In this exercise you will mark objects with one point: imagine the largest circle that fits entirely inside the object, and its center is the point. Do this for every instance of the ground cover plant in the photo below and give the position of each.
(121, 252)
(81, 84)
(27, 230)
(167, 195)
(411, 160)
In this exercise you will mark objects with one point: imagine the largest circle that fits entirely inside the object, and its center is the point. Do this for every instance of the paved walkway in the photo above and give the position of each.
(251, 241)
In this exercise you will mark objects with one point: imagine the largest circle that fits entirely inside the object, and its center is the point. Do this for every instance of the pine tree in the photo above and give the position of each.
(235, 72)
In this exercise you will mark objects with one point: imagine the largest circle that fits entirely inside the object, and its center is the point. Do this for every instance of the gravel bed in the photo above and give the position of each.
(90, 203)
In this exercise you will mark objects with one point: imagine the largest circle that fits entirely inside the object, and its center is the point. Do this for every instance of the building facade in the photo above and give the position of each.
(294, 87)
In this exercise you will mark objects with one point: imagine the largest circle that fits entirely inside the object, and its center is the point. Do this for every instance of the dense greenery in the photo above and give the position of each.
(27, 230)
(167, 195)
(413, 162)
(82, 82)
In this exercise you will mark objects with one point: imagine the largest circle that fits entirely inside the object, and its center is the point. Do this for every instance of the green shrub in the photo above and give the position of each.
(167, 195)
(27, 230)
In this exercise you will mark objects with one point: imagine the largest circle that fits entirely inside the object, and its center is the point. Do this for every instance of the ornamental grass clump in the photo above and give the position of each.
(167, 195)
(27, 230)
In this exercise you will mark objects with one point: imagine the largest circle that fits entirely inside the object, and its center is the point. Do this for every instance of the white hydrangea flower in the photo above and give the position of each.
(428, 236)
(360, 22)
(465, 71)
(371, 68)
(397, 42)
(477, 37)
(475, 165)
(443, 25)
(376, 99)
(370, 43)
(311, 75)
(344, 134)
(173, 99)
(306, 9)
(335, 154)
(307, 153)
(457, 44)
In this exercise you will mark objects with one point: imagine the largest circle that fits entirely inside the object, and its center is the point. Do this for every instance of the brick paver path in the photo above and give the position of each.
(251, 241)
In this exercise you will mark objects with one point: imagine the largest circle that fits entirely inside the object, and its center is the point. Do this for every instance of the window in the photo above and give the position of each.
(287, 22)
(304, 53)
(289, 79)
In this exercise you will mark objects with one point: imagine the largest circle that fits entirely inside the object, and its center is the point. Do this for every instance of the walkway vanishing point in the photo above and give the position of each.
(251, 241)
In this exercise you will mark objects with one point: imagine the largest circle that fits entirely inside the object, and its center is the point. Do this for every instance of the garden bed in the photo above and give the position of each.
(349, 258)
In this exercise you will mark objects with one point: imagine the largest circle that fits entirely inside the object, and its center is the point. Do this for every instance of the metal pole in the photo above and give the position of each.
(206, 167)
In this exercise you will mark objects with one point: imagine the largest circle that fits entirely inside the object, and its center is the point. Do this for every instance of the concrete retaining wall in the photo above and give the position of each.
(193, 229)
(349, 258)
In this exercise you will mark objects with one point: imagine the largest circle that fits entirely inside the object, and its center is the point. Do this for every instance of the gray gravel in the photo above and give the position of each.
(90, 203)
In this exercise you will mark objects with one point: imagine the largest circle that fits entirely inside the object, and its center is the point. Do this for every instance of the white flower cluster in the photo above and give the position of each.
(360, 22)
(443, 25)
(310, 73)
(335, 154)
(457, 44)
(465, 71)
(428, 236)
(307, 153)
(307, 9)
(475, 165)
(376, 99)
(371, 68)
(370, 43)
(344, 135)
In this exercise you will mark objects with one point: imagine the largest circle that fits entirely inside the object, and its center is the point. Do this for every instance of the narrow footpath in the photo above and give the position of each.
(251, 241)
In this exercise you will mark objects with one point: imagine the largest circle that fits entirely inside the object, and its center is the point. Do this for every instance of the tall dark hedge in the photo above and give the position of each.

• **Task to complete**
Reproduce the entries above exactly.

• **Exercise solution**
In this exercise you will mark objects with one point: imagine the largest circle that fits entirely inside the object, and its center is the point. Do this for every instance of the ground cover plant in the photo below and give the position of each.
(121, 252)
(81, 84)
(27, 230)
(167, 195)
(411, 160)
In this exercise you will mark objects with one point: imagine the largest circle that fits entirely inside the object, and its center is the point. Do this for every instance of the paved walkway in the photo above and give the position of each.
(251, 241)
In this exercise you will mark objects with one point: imagine the largest circle that fits entirely inside the object, and its center is the point. Do this for every instance of the pine tree in the photo above and give the position of each.
(235, 72)
In this exercise you will mark objects with one point: imagine the largest circle that fits entirely inside the object, and its center is the point. Do this for every instance of the gravel bed in the photo above and give the position of each.
(90, 203)
In this exercise you will mark objects with one point: imagine the largest circle that fits entirely inside the object, and its center is the point. Do this for every instance of the building facade in the photo above and give the position of each.
(294, 87)
In this exercise you will mark objects with one point: imagine the largest circle that fits entirely inside the object, and its center is the point. Do this for every instance of the dense greenery in the photo above and give the position of each.
(27, 230)
(167, 195)
(413, 162)
(82, 82)
In this exercise you will mark objects with one point: imagine the largest circle that fits entirely inside the object, and its center is the point. Do this for every instance of the green shrub in the photo above and give the position of each.
(167, 195)
(27, 230)
In this exercise you will mark objects with one point: imagine the largest circle that fits entirely inside the object, and its center is the point. Do this for every instance of the ornamental grass clump in the photo above and give the position of each.
(167, 195)
(27, 230)
In this exercise you will mark objects with one point: imagine the largest circle that fits entirely inside the object, and its center is the point. Do this for every instance of the white hydrangea flower in the photo above and give the position of each.
(428, 236)
(360, 22)
(465, 71)
(371, 68)
(397, 42)
(477, 37)
(475, 165)
(443, 25)
(376, 99)
(370, 43)
(311, 75)
(344, 134)
(173, 99)
(306, 9)
(335, 154)
(307, 153)
(457, 44)
In this exercise you will mark objects with one point: imagine the largest circle that fits entirely inside the object, and its center is the point. Do this for every instance of the brick paver path in the photo above and give the position of each.
(251, 241)
In this exercise you will mark objects with one point: imagine the largest circle that fits entirely inside the object, and its center is the point. Do this for every instance of the window in the photo above and give the position of each.
(287, 22)
(304, 53)
(289, 79)
In this exercise you will mark objects with one point: imagine the largest circle that fits entirely inside the object, and its center is the point. Do this for every instance of the walkway vanishing point in the photo above and give the position of each.
(251, 241)
In this exercise you will mark objects with one point: imagine the largest circle that fits entirely inside the object, and its center is the point. Do this for every instance of the garden bed in the photo above and give the position of each.
(349, 258)
In this exercise you will mark objects with one point: imagine the largest circle that fits entirely inside the object, and its center is the point. Do this for every instance of the metal pole in the photo above and give the position of each.
(206, 167)
In this exercise you will mark objects with one point: imagine the largest circle that fits entirely inside the object, and its center is the point. Do this for every instance of the concrete retaining wall in the photo above and give the position of each.
(193, 229)
(349, 258)
In this exercise you will mark objects with one point: imagine the largest circle that fits entirely inside the object, and its center is the point. Do this for every instance of the gray gravel in the photo above and give the position of each.
(90, 203)
In this exercise you will mark objects with one point: imagine the largest circle that fits entirely inside the object, and its center is the point. Do this for every instance of the white flower cluster in the photo above and give the position of each.
(360, 22)
(443, 25)
(310, 73)
(335, 154)
(457, 44)
(465, 71)
(428, 236)
(307, 153)
(307, 9)
(475, 165)
(376, 99)
(371, 68)
(370, 43)
(344, 135)
In this exercise you will mark objects with one point: imagine the largest circle that fits entirely inside the object, and its center is the point. Do this for every instance of the narrow footpath in the photo above and give the position of each.
(251, 241)
In this exercise you will mark objects with one point: imagine the largest circle that fits entirely inside the object, and its center is the point. Do this for every instance of the tall dark hedge in the photo above and give the position of each.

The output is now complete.